**What you will do**
(1) In the forum post, which definition does the proof use?
(2) Could you convert the lines of the entries into a Markdown table with the columns Row and Line, skipping blank lines and leaving out the pictures?

[Extract start]

I think I've managed to prove the following theorem, and would like feedback on the proof sketch (correct or not, not rigorous enough etc.)
- Theorem: $a_n\in \mathbb{R}$ is a sequence, $n\in \mathbb{N}$. If $\lim _{n\to \infty }\left(a_n\right)\:=\:L$, then $\lim _{n\to \infty }\left(\frac{a_1+a_2+...+a_n}{n}\right)=L$
Proof (using the epsilon definition): $$\left|\frac{a_1+a_2+...+a_n}{n}-L\right|\:=\:\left|\frac{a_1+a_2+...+a_n\:-\:n\cdot L}{n}\right|\:=\:\left|\frac{a_1-L+a_2\:-L+...+a_n\:-L}{n}\right|$$
Now, since $\lim _{n\to \infty }\left(a_n\right)\:=\:L$, it means that for every $ɛ>0$ there exists a real number $N$ such as that for every $n>N$, the following is true: $\left|a_n-L\right|<ɛ$.

[Extract end]
[Listed records start]

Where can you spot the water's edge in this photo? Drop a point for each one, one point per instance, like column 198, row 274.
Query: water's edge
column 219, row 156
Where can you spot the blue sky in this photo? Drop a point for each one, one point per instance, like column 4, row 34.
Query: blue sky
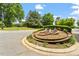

[Listed records end]

**Final answers**
(1) The epsilon definition.

(2)
| Row | Line |
|---|---|
| 1 | Where can you spot the water's edge in this photo? Drop a point for each one, one point per instance, like column 198, row 274. |
| 2 | Query: water's edge |
| 3 | column 219, row 156 |
| 4 | Where can you spot the blue sky in this photo? Drop a point for each one, one point per instance, like column 4, row 34. |
| 5 | Query: blue sky |